> **PROBLEM DETAILS**: Each line of the material must be repeated precisely, with the pictures left out.

> **INFORMATION SUPPLIED**:
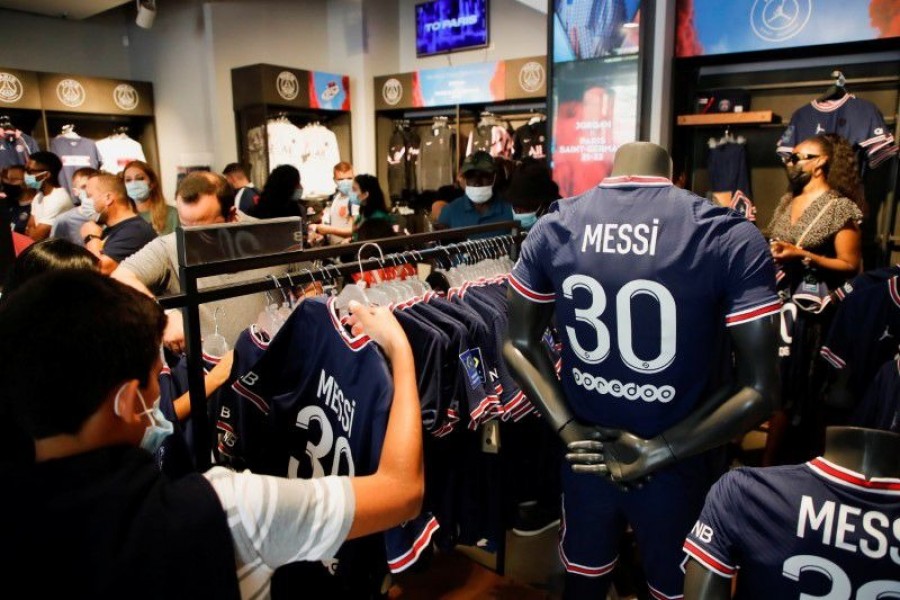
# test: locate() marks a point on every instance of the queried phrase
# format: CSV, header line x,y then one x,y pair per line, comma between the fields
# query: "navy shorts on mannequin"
x,y
661,514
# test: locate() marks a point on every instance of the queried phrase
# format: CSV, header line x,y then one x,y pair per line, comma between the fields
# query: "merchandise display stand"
x,y
513,92
264,93
214,250
41,104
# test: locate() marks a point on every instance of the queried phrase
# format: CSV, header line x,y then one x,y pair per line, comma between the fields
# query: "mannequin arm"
x,y
702,584
727,413
533,370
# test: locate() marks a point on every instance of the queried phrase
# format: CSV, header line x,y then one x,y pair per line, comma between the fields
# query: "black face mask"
x,y
798,178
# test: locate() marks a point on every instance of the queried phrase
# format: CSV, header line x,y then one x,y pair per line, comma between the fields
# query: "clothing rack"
x,y
414,248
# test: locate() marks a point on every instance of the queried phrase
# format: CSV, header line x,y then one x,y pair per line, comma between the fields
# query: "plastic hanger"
x,y
835,91
216,345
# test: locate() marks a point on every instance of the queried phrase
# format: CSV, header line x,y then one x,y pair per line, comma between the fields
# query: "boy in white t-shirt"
x,y
338,217
42,174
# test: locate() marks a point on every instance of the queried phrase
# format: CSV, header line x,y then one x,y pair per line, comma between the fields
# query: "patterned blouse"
x,y
820,238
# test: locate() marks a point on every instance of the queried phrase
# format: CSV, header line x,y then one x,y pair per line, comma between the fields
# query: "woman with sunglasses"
x,y
816,242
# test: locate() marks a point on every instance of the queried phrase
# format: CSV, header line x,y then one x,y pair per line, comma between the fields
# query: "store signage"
x,y
595,110
473,83
78,94
287,85
11,89
71,93
329,91
126,97
464,84
531,76
755,25
392,91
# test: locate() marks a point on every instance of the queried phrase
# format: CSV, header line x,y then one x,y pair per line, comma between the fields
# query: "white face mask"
x,y
479,194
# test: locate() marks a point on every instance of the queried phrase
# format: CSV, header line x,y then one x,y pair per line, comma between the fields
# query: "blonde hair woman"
x,y
143,187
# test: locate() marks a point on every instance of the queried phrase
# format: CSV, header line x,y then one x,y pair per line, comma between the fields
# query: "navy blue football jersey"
x,y
249,348
815,530
645,277
865,333
727,165
880,408
856,119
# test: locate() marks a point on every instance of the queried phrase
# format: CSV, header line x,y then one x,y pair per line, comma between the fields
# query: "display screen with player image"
x,y
754,25
595,110
585,29
451,25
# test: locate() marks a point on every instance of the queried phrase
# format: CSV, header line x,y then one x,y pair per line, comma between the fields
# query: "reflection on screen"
x,y
585,29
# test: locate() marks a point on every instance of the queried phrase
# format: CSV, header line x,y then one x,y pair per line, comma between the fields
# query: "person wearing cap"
x,y
479,205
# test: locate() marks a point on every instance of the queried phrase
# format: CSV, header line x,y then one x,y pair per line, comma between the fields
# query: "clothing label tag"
x,y
474,365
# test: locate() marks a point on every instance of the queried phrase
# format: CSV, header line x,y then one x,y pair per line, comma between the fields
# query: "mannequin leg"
x,y
579,587
592,525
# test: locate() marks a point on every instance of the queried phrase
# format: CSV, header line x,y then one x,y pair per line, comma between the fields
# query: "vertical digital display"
x,y
595,97
451,25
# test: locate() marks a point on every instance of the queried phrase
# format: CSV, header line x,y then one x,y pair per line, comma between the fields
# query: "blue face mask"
x,y
345,186
526,220
138,190
32,181
160,427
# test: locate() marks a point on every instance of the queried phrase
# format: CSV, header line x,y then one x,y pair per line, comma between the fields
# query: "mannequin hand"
x,y
631,459
785,251
585,444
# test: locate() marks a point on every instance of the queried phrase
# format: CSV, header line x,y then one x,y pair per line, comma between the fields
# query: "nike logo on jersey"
x,y
621,238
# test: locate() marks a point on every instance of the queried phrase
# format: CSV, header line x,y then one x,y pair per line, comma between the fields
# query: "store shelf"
x,y
746,118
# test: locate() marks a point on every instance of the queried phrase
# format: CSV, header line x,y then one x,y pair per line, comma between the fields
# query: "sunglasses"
x,y
794,158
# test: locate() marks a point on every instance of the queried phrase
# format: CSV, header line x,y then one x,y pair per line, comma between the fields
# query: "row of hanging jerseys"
x,y
425,159
109,154
313,149
311,400
857,120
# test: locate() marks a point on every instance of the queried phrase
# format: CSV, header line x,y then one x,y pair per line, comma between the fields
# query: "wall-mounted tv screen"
x,y
451,25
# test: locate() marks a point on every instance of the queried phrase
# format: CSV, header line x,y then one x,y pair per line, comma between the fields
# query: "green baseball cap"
x,y
478,161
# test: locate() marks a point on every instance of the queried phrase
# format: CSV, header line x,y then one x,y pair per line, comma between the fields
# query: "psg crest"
x,y
70,92
11,89
126,97
531,76
288,86
778,20
392,91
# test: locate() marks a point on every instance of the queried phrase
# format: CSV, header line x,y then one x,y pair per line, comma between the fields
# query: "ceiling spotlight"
x,y
146,13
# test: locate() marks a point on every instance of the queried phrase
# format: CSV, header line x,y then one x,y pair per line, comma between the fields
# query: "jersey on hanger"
x,y
645,277
865,333
880,408
856,119
118,150
815,530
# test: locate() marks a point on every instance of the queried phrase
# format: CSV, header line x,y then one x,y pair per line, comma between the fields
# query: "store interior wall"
x,y
189,52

> **RESULT OF THE EXERCISE**:
# test: locate() marks a point on every instance of the queried phrase
# format: CSV, header line x,y then one x,y pair per line, comma between the fields
# query: "navy shorts on mannequin"
x,y
661,514
# test: locate() marks a point on every instance of the queried phrase
# format: CSV, header line x,y then one x,y pair per line, comma between the fields
# query: "merchandise display stand"
x,y
513,92
264,93
214,250
41,104
# test: locate() marks a point on every instance of the queried phrase
# format: CSV, header line x,y then one x,y pair per line, comma between the fields
# query: "mannequin arm"
x,y
702,584
727,413
533,370
# test: locate() marks a point on every instance of the queried phrase
# format: CSV, header line x,y then one x,y pair per line, comma between the fields
# query: "black face mask"
x,y
798,178
# test: locate() marks a point on every instance of the queried phrase
# format: CSV, header line x,y then one x,y pair per line, comma between the fields
# query: "clothing rack"
x,y
414,248
# test: locate() marks a point on every instance of the queried phrase
# format: CSV, header line x,y then one x,y pair per line, comma between the fields
# query: "plastic hanger"
x,y
835,91
216,345
# test: locate() marks a point on every instance of the queried phrase
# format: CSV, header line x,y then one x,y pair per line, comma between the fields
# query: "boy in white t-shirt"
x,y
338,217
42,174
# test: locate() marks a point on every instance of the queried phrase
# format: CSV, header line x,y then one x,y pair per line, comma between the fields
# query: "patterned blouse"
x,y
820,238
# test: locate() marks a point on every instance of the queried phrase
# format: CSV, header line x,y then one x,y pair per line, comma between the fields
# query: "woman with sunglasses"
x,y
816,242
# test: locate() marks a point on every instance of the queried phrase
# format: CSV, header line x,y then one x,y pair per line, comma between the fields
# query: "store signage"
x,y
595,110
473,83
78,94
287,85
11,89
71,93
329,91
126,97
464,84
531,76
755,25
392,91
# test: locate() marks a point on every instance of the queried phrase
# format: CSV, header line x,y then one x,y pair per line, comma between the fields
# query: "white face mask"
x,y
479,194
# test: locate() marks a point on every instance of the queried phrase
# format: CSV, header line x,y then one x,y pair per line, comma between the fields
# query: "blonde hair woman"
x,y
143,187
# test: locate() marks a point on every instance of the queried phrase
# format: CSV, header line x,y then one x,y pair per line, comma between the fields
# query: "navy blue football jersey"
x,y
249,348
815,530
645,277
865,333
727,165
880,408
856,119
# test: locate() marks a point on every instance of the queried phrase
# format: CSV, header line x,y then one x,y pair per line, comma between the fields
# query: "display screen with player image"
x,y
754,25
595,110
585,29
451,25
# test: locate() marks a point on every instance of the queried phrase
# format: CSV, header line x,y then one x,y pair per line, comma between the fields
# query: "reflection on screen"
x,y
585,29
# test: locate() marks a point on every instance of the queried phrase
# format: CSV, header line x,y then one x,y pair per line, comma between the fields
# query: "person wearing cap"
x,y
479,205
# test: locate() marks a point on every instance of the queried phrase
# format: CSV, header line x,y then one x,y pair per line, comma between the fields
# query: "clothing label tag"
x,y
474,365
# test: locate() marks a point on every instance of the queried phrase
# format: CSV, header line x,y then one x,y pair per line, comma between the fields
# query: "mannequin leg"
x,y
579,587
592,525
# test: locate() marks a point on every instance of the queried phrase
# format: CSV, header line x,y then one x,y pair per line, comma between the fields
# query: "vertical digital display"
x,y
595,97
451,25
# test: locate() marks a point on every instance of the queried phrase
# format: CSV, header line x,y then one x,y pair per line, comma between the fields
# query: "blue face mask"
x,y
345,186
526,220
138,190
32,181
160,427
# test: locate() marks a point on every instance of the queried phrase
# format: CSV, header line x,y then one x,y pair per line, comma between the fields
# query: "mannequin hand"
x,y
631,459
785,251
585,444
# test: locate() marks a point on every instance of the queried phrase
# format: CSV, header line x,y then one x,y pair per line, comma between the fields
# query: "nike logo on jersey"
x,y
621,238
# test: locate() marks a point on every instance of the queried phrase
# format: CSV, header line x,y then one x,y pair per line, comma between the fields
# query: "store shelf"
x,y
746,118
# test: locate() marks a point on every instance of the queried phrase
# format: CSV, header line x,y then one x,y pair per line, comma between the fields
# query: "sunglasses"
x,y
794,158
# test: locate() marks a point on every instance of the queried phrase
# format: CSV, header line x,y then one x,y pair per line, comma between the fields
# query: "row of hanging jerseys"
x,y
425,159
109,154
313,149
311,400
857,120
# test: locate() marks a point on every instance of the queried phrase
# format: CSV, header line x,y then one x,y pair per line, comma between the fields
# query: "wall-mounted tv screen"
x,y
451,25
# test: locate() marks a point on every instance of the queried phrase
# format: CSV, header line x,y then one x,y pair per line, comma between the fields
# query: "green baseball cap"
x,y
478,161
# test: locate() marks a point on every instance of the queried phrase
# format: CSV, header line x,y then one x,y pair per line, comma between the fields
# query: "psg crest"
x,y
70,92
11,89
126,97
531,76
288,86
778,20
392,91
# test: locate() marks a point on every instance of the queried phrase
# format: CSV, header line x,y then one x,y pair per line, comma between the fields
# query: "ceiling spotlight"
x,y
146,13
# test: locate() marks a point on every instance of the queried phrase
# format: CSV, header line x,y then one x,y pair per line, comma between the fields
# query: "jersey on hanger"
x,y
645,277
865,333
880,408
856,119
118,150
815,530
# test: locate() marks a point on every instance of the queried phrase
# format: CSV, header line x,y then one x,y pair per line, comma between the fields
# query: "store interior wall"
x,y
189,52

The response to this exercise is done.